TRECHO DA PÁGINA:
Segundo a médica, hoje a saúde pública em Londrina possui alguns “nós críticos”, a exemplo a saúde da criança. No mês de junho, o pronto-socorro do Hospital Infantil fechou 29 vezes devido a falta de pediatras. A saúde mental também é outro campo que precisa de intervenção, de acordo com a profissional. “A gente tem o exemplo do CAPS [Centro de Atenção Psicossocial] que sofre com o desmonte severo e ainda com a previsão de vários cortes de funcionários e sem expectativa de reposição, sendo que o Brasil é um dos países em que o suicídio mais cresce”.
A médica evidencia também a necessidade de pensar não apenas o acesso aos serviços de saúde de maneira universal, sobretudo, aos grupos mais subalternizados, mas também o atendimento, ou seja, as condições que são garantidas a toda população, visto que a igualdade também é um dos princípios do sistema público de saúde.

CONTEÚDO DOS DADOS:

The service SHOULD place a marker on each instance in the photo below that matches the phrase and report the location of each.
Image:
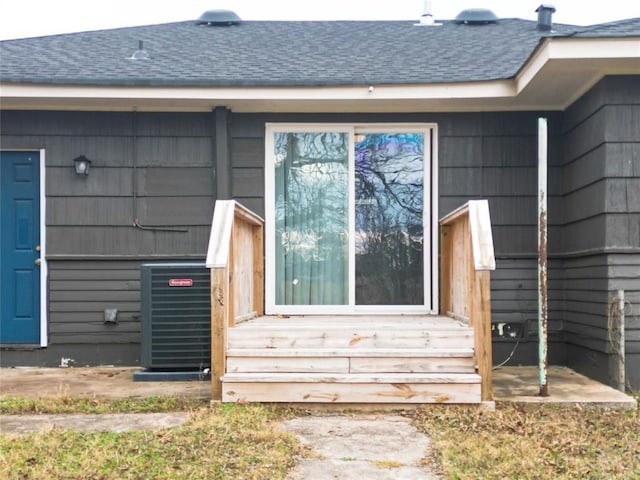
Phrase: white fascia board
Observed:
(595, 49)
(492, 89)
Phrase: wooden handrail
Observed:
(236, 259)
(466, 258)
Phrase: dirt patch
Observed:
(95, 382)
(112, 422)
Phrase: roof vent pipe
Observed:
(427, 17)
(544, 17)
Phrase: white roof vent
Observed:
(219, 18)
(140, 54)
(476, 16)
(427, 17)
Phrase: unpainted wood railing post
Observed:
(466, 258)
(236, 235)
(219, 321)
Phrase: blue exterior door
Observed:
(20, 247)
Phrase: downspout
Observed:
(621, 379)
(543, 361)
(134, 187)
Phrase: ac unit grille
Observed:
(176, 316)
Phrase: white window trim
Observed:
(431, 277)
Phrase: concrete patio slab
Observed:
(520, 384)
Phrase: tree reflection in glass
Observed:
(311, 212)
(389, 218)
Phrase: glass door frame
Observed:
(430, 219)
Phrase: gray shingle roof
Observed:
(302, 53)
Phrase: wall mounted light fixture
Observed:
(81, 165)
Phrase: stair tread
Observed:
(351, 378)
(351, 352)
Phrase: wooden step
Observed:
(349, 337)
(350, 360)
(352, 388)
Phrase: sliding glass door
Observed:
(349, 218)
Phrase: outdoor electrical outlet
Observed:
(110, 315)
(507, 330)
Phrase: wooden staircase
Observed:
(377, 359)
(351, 359)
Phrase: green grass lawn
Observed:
(534, 442)
(243, 442)
(219, 442)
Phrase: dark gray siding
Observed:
(601, 231)
(155, 170)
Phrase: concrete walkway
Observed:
(359, 447)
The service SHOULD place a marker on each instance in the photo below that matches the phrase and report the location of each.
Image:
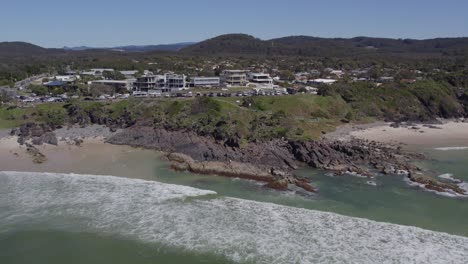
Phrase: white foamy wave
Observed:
(449, 176)
(448, 193)
(452, 148)
(244, 231)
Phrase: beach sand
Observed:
(449, 134)
(93, 156)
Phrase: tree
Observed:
(5, 97)
(108, 75)
(113, 75)
(100, 89)
(287, 75)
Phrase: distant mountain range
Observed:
(333, 47)
(242, 44)
(137, 48)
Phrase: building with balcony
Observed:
(205, 81)
(175, 82)
(261, 80)
(234, 77)
(117, 84)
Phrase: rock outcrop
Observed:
(273, 178)
(38, 133)
(36, 155)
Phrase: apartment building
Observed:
(205, 81)
(234, 77)
(261, 80)
(117, 84)
(163, 83)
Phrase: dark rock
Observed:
(36, 155)
(281, 184)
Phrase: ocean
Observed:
(155, 215)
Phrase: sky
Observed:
(102, 23)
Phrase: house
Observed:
(146, 82)
(386, 79)
(66, 78)
(175, 82)
(163, 83)
(96, 72)
(55, 84)
(234, 77)
(129, 74)
(117, 84)
(322, 81)
(205, 81)
(261, 80)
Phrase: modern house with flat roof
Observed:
(54, 84)
(234, 77)
(163, 83)
(261, 80)
(129, 74)
(322, 81)
(205, 81)
(117, 84)
(175, 82)
(145, 83)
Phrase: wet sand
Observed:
(449, 134)
(92, 157)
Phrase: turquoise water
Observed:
(74, 231)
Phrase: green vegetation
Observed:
(238, 120)
(421, 101)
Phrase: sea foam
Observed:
(244, 231)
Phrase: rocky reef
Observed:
(274, 161)
(38, 134)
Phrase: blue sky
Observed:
(54, 23)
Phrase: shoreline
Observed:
(446, 134)
(352, 149)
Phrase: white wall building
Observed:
(162, 83)
(322, 81)
(96, 72)
(261, 80)
(234, 77)
(205, 81)
(117, 84)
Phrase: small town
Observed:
(222, 132)
(109, 84)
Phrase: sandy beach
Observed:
(448, 134)
(93, 156)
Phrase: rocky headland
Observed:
(271, 161)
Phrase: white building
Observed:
(162, 83)
(96, 72)
(117, 84)
(66, 78)
(205, 81)
(322, 81)
(234, 77)
(129, 74)
(175, 82)
(261, 80)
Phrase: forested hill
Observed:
(241, 44)
(18, 48)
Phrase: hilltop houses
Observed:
(234, 77)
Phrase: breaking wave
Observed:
(200, 221)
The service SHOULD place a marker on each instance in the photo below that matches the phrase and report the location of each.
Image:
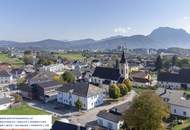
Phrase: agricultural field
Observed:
(15, 62)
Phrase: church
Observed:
(107, 76)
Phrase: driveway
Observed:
(89, 116)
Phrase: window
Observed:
(100, 122)
(184, 113)
(110, 125)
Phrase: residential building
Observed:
(5, 77)
(46, 91)
(18, 73)
(105, 75)
(40, 77)
(90, 95)
(178, 101)
(179, 79)
(5, 102)
(141, 79)
(112, 119)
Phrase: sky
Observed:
(33, 20)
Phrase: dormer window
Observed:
(166, 99)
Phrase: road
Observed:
(79, 117)
(90, 115)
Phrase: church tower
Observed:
(123, 67)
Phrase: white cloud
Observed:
(122, 30)
(185, 18)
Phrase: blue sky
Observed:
(31, 20)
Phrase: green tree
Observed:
(78, 104)
(147, 112)
(68, 77)
(123, 89)
(174, 60)
(128, 83)
(114, 91)
(18, 98)
(159, 63)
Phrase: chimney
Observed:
(78, 126)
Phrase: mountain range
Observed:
(162, 37)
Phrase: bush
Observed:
(68, 77)
(123, 89)
(78, 104)
(114, 91)
(128, 83)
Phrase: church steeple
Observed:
(123, 67)
(123, 58)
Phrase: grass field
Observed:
(4, 58)
(183, 126)
(71, 56)
(24, 109)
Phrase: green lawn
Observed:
(138, 90)
(182, 126)
(24, 109)
(4, 58)
(71, 56)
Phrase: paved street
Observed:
(90, 115)
(78, 117)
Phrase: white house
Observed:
(105, 75)
(18, 73)
(90, 95)
(112, 119)
(179, 79)
(178, 101)
(5, 77)
(4, 103)
(56, 68)
(141, 79)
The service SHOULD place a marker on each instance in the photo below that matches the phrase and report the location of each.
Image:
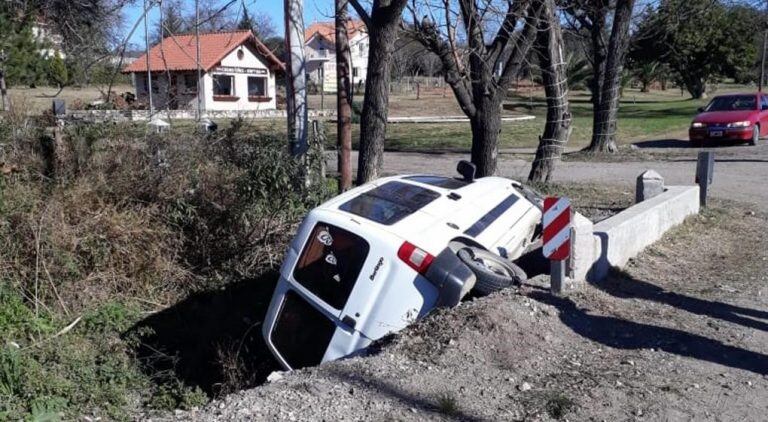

SUA TAREFA:
No trecho sobre a saúde pública em Londrina, passe para o inglês a frase "No mês de junho, o pronto-socorro do Hospital Infantil fechou 29 vezes devido a falta de pediatras."

SUA RESPOSTA:
In June, the emergency room of the Children's Hospital closed 29 times due to a lack of pediatricians.